Top of SUPPLIED DATA

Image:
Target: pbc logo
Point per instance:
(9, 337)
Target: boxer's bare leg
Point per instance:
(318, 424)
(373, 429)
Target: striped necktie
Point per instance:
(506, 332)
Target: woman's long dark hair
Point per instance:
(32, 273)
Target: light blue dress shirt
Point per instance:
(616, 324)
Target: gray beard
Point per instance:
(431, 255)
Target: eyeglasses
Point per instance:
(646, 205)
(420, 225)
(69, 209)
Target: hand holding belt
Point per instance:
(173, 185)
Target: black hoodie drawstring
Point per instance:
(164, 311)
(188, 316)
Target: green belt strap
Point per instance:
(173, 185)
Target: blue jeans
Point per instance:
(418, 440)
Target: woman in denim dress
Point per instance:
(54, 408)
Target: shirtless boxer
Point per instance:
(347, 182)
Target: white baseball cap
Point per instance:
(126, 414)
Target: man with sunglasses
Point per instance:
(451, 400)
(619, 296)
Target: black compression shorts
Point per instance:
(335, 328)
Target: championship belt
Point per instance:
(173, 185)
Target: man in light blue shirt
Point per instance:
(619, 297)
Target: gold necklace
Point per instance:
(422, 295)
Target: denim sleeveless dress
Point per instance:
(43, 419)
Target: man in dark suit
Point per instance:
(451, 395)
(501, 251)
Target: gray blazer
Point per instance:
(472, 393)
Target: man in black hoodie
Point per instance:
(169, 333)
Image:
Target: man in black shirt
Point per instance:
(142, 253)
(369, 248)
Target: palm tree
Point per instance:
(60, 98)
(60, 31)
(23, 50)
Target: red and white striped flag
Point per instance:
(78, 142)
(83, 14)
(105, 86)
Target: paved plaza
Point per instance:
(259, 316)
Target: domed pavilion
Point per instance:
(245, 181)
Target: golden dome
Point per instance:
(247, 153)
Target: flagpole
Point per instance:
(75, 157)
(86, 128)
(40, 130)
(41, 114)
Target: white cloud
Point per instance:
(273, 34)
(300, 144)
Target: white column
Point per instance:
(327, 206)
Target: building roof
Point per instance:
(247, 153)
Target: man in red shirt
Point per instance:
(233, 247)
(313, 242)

Bottom of SUPPLIED DATA

Tell how many lines above contain the word "hoodie". Nothing but the number is needed.

ANSWER SECTION: 2